**Do this**. Pictures appear in the records below; write out everything else exactly.

**Materials provided**.
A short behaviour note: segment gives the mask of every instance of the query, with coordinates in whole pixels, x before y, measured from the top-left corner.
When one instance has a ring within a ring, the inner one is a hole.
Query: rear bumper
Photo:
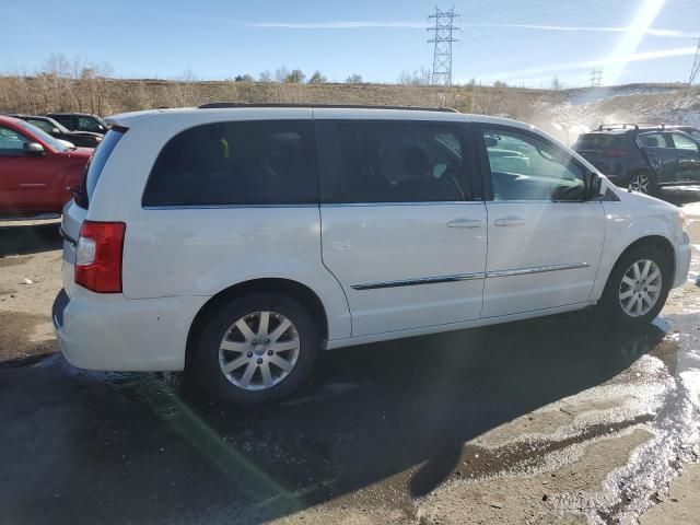
[[[128,300],[77,287],[54,301],[56,336],[69,363],[85,370],[178,371],[187,335],[207,298]]]

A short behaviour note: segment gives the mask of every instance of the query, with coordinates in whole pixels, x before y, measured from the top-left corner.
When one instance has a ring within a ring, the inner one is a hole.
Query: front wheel
[[[246,295],[211,316],[199,339],[195,372],[224,402],[276,401],[303,383],[318,345],[318,329],[296,301],[273,293]]]
[[[623,325],[641,325],[656,317],[670,290],[670,264],[655,247],[640,246],[620,257],[599,304],[606,318]]]

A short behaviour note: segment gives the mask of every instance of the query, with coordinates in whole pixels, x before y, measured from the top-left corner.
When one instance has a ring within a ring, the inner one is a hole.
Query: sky
[[[700,0],[450,0],[462,16],[453,81],[547,88],[687,82]],[[31,9],[30,9],[31,8]],[[0,72],[51,54],[120,78],[231,79],[279,67],[329,81],[397,82],[432,67],[434,0],[0,0]]]

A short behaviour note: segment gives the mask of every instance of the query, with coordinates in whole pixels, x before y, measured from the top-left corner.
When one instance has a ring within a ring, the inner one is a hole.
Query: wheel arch
[[[236,296],[260,292],[278,293],[280,295],[285,295],[299,301],[302,306],[308,310],[314,320],[318,319],[317,323],[322,339],[328,339],[329,327],[326,308],[324,307],[320,298],[311,288],[308,288],[306,284],[302,284],[301,282],[291,279],[253,279],[249,281],[238,282],[220,291],[219,293],[210,298],[209,301],[207,301],[201,306],[201,308],[199,308],[199,312],[197,312],[197,315],[195,315],[195,318],[192,319],[189,331],[187,334],[187,343],[185,347],[186,369],[191,362],[191,358],[196,351],[197,340],[199,339],[201,330],[206,325],[208,314],[219,305],[226,303]]]
[[[612,272],[615,271],[615,269],[619,265],[619,262],[622,259],[622,257],[625,257],[627,254],[629,254],[632,249],[637,249],[640,246],[654,247],[654,248],[658,249],[662,254],[664,254],[664,256],[666,256],[666,258],[668,260],[668,265],[670,267],[670,271],[672,271],[672,280],[670,280],[670,282],[674,282],[674,279],[676,277],[675,276],[675,272],[676,272],[676,250],[674,248],[674,245],[672,244],[672,242],[668,238],[666,238],[663,235],[645,235],[643,237],[640,237],[640,238],[635,240],[631,244],[629,244],[620,253],[620,255],[618,255],[617,259],[615,260],[615,264],[612,265],[612,268],[608,272],[608,276],[607,276],[607,278],[605,280],[606,288],[607,288],[608,281],[610,280],[610,276],[612,275]]]

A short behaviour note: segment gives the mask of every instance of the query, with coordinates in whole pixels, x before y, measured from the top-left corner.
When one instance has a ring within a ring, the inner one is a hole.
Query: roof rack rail
[[[370,104],[299,104],[284,102],[247,103],[247,102],[209,102],[197,106],[198,109],[221,109],[226,107],[308,107],[331,109],[405,109],[415,112],[459,113],[453,107],[420,107],[420,106],[383,106]]]
[[[651,126],[653,128],[666,129],[666,122],[638,122],[642,126]]]
[[[628,126],[630,128],[639,129],[639,126],[637,124],[631,124],[631,122],[627,122],[627,124],[602,124],[600,126],[598,126],[598,131],[603,131],[604,129],[619,128],[619,127],[621,127],[622,129],[627,129]]]

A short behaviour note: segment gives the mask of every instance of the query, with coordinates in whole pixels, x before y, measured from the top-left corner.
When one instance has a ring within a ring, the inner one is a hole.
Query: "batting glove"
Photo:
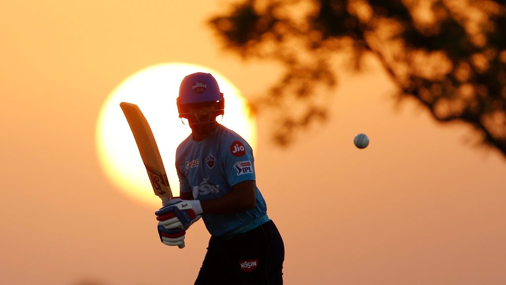
[[[158,226],[160,240],[167,245],[177,245],[180,248],[185,247],[185,234],[186,231],[181,228],[168,230],[163,226]]]
[[[173,199],[155,212],[158,225],[165,229],[187,229],[200,218],[202,206],[198,200]]]

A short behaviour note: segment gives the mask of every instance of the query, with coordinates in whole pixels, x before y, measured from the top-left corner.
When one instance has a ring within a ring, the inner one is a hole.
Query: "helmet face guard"
[[[177,99],[178,112],[179,118],[186,119],[194,118],[195,121],[200,122],[199,115],[206,114],[208,118],[206,121],[216,119],[216,117],[225,114],[225,100],[211,102],[201,102],[199,103],[188,103],[181,104],[179,98]],[[201,109],[203,111],[200,111]]]

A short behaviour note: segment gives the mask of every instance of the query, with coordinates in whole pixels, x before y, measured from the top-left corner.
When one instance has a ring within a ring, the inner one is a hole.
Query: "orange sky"
[[[0,4],[0,283],[193,283],[208,234],[199,223],[183,250],[159,242],[156,209],[99,165],[99,112],[158,63],[208,66],[246,96],[280,69],[219,47],[204,22],[226,2],[173,2]],[[506,160],[466,143],[466,126],[396,109],[381,73],[340,82],[329,123],[288,149],[269,142],[275,122],[258,122],[257,184],[284,240],[285,283],[506,282]]]

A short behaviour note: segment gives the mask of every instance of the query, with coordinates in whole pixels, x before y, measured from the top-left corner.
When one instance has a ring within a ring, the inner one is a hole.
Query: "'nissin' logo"
[[[239,263],[241,270],[244,272],[250,272],[255,270],[258,266],[258,259],[249,259]]]

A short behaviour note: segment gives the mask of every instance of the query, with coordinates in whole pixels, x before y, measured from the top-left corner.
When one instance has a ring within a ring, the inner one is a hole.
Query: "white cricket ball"
[[[369,138],[365,133],[359,133],[355,136],[353,143],[359,149],[365,149],[369,145]]]

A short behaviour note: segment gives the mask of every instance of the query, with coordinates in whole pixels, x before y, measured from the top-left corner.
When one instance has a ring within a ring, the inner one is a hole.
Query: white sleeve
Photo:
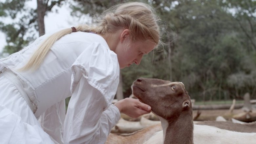
[[[120,116],[117,108],[110,106],[119,83],[116,55],[94,43],[71,70],[73,94],[64,121],[64,143],[103,144]]]
[[[64,124],[65,144],[103,144],[120,117],[119,110],[107,105],[99,91],[82,77],[71,96]]]
[[[53,105],[40,115],[38,121],[55,144],[63,143],[63,126],[66,115],[65,100]]]

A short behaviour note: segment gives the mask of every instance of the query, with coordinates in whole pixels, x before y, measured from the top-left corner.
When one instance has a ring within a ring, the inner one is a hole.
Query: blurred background
[[[90,24],[96,14],[132,1],[0,0],[0,57],[48,31]],[[132,82],[144,77],[182,82],[199,102],[231,103],[246,93],[256,99],[256,1],[136,1],[155,9],[165,44],[139,66],[121,70],[116,98],[129,97]]]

**Exercise response**.
A short behaviour note: segment gives the mask of every instance of the query, with coordinates in whole pixels, x before y, measured from the top-left corner.
When one instance has a ring within a ring, the inner one is a hole.
Query: rear bumper
Photo:
[[[128,300],[77,287],[54,301],[56,336],[69,363],[85,370],[178,371],[187,335],[207,298]]]

A short behaviour note: segment gives the mask of every instance of the query, with coordinates in whole pixels, x before y, measured from the top-left corner.
When one instance has a ring within a ring, the inner one is a hole.
Query: front wheel
[[[246,295],[211,316],[199,339],[195,372],[224,402],[276,401],[303,383],[318,345],[318,329],[296,301],[273,293]]]
[[[623,325],[641,325],[656,317],[670,290],[670,264],[655,247],[640,246],[620,257],[599,304],[606,318]]]

A short behaviour note: segment gives the mask of every instance of the query, with coordinates in whole pixels, x before y, measured from the top-left corner.
When one instance has a ring within a ring, the inner one is a hole.
Query: sky
[[[700,0],[450,0],[462,16],[453,81],[547,88],[687,82]],[[31,9],[30,9],[31,8]],[[0,72],[51,54],[120,78],[231,79],[279,67],[329,81],[397,82],[432,67],[434,0],[0,0]]]

A short behaviour note: segment gives the mask of every instance of the query, with coordinates in whole pixels, x before y, measured from the top-left corner.
When one instance has a ring within a ring, the inner one is a hole.
Query: wheel arch
[[[236,296],[260,292],[278,293],[280,295],[285,295],[299,301],[302,306],[308,310],[314,320],[318,319],[317,323],[322,339],[328,339],[329,327],[326,308],[324,307],[320,298],[311,288],[308,288],[306,284],[302,284],[301,282],[291,279],[253,279],[249,281],[238,282],[220,291],[219,293],[210,298],[209,301],[207,301],[201,306],[201,308],[199,308],[199,312],[197,312],[197,315],[195,315],[195,318],[192,319],[189,331],[187,334],[187,343],[185,347],[186,369],[191,362],[191,358],[196,351],[197,340],[199,339],[201,330],[206,325],[208,314],[219,305],[226,303]]]
[[[612,272],[615,271],[615,269],[619,265],[619,262],[622,259],[622,257],[625,257],[627,254],[629,254],[632,249],[637,249],[640,246],[654,247],[654,248],[658,249],[662,254],[664,254],[664,256],[666,256],[666,258],[668,260],[668,265],[670,267],[670,271],[672,271],[672,280],[670,280],[670,282],[674,282],[674,279],[676,277],[675,276],[675,272],[676,272],[676,250],[674,248],[674,245],[672,244],[672,242],[668,238],[666,238],[663,235],[645,235],[643,237],[640,237],[640,238],[635,240],[631,244],[629,244],[620,253],[620,255],[618,255],[617,259],[615,260],[615,264],[612,265],[612,268],[608,272],[608,276],[607,276],[607,278],[605,280],[606,288],[607,288],[608,281],[610,280],[610,276],[612,275]]]

A short behaviour note: segment gives the mask of every instance of the query, with coordinates in whole pixels, x before y, measured from the top-left corner.
When one instance has a ring within a ring, the inner one is a hole.
Query: roof rack rail
[[[370,104],[299,104],[284,102],[247,103],[247,102],[209,102],[197,106],[198,109],[221,109],[226,107],[308,107],[331,109],[405,109],[415,112],[459,113],[453,107],[420,107],[420,106],[383,106]]]
[[[651,126],[653,128],[666,129],[666,122],[638,122],[642,126]]]
[[[628,126],[630,128],[639,129],[639,126],[637,124],[631,124],[631,122],[627,122],[627,124],[602,124],[600,126],[598,126],[598,131],[603,131],[604,129],[619,128],[619,127],[621,127],[622,129],[627,129]]]

A short behaviour note: segment gives the mask of every instance of the query, with coordinates in whole pixels, x before y, measured from the top-left corner.
When one instance has a ring within a ring, the inner one is a hole.
Query: "batting glove"
Photo:
[[[158,226],[160,240],[167,245],[177,245],[180,248],[185,247],[185,234],[186,231],[181,228],[168,230],[163,226]]]
[[[173,199],[155,212],[158,225],[165,229],[187,229],[200,218],[202,206],[198,200]]]

A short behaviour note: segment gives the mask of every instance of the query, with coordinates in whole pixels, x before y, measured from the top-left corner.
When one instance has a ring within a ring, the inner one is a hole.
Query: "helmet face guard"
[[[177,99],[178,112],[179,118],[186,119],[194,118],[195,121],[200,122],[199,115],[206,114],[208,118],[206,121],[216,119],[216,117],[225,114],[225,100],[211,102],[201,102],[199,103],[188,103],[181,104],[179,98]],[[201,109],[203,111],[200,111]]]

A short behaviour note: segment gives the mask of every instance of the query, with coordinates in whole pixels, x before y, measured from the top-left corner.
When one instance has a ring within a ring, the inner one is a hole.
Query: "orange sky"
[[[0,4],[0,283],[193,283],[208,234],[199,223],[183,250],[159,242],[156,209],[99,165],[99,112],[158,63],[208,66],[246,96],[280,69],[219,47],[204,22],[226,2],[173,2]],[[506,160],[466,143],[466,126],[396,109],[381,73],[340,82],[329,123],[288,149],[269,142],[275,122],[258,122],[257,184],[284,240],[285,283],[506,282]]]

A short behaviour note: segment gives the mask of every instance of the query, with coordinates in whole pixels, x before y, measured from the top-left corner.
When one instance has a ring within a ring, the inner one is a hole.
Query: "'nissin' logo"
[[[239,263],[241,270],[244,272],[250,272],[255,270],[258,266],[258,259],[249,259]]]

A short behaviour note: segment gives the mask of every instance of the query, with coordinates in whole pixels, x before y, measured from the top-left corner.
When one instance has a ring within a ring, the inner one is a hole.
Query: "white cricket ball"
[[[369,138],[365,133],[359,133],[355,136],[353,143],[359,149],[365,149],[369,145]]]

A short behaviour note: segment gives the mask of every instance of the query, with coordinates in whole pixels, x before y, measured from the top-left corner.
When one instance has a ring within a ring, the inner one is a hole.
Query: white sleeve
Photo:
[[[120,116],[117,108],[110,106],[119,83],[116,55],[94,43],[71,70],[73,94],[64,121],[64,143],[103,144]]]
[[[64,124],[65,144],[103,144],[120,117],[119,110],[107,105],[99,91],[82,77],[71,96]]]
[[[53,105],[40,115],[38,121],[55,144],[63,143],[63,126],[66,115],[65,100]]]

A short behaviour note: segment gives the mask of every instance of the query, with coordinates in whole pixels, x before y, measured from the top-left corner.
When one instance has a ring within a ring, the inner one is a hole.
Query: blurred background
[[[90,24],[96,14],[132,1],[0,0],[0,57],[48,31]],[[132,82],[144,77],[182,82],[199,102],[231,103],[246,93],[256,99],[256,1],[136,1],[155,9],[165,44],[139,66],[121,70],[116,98],[129,97]]]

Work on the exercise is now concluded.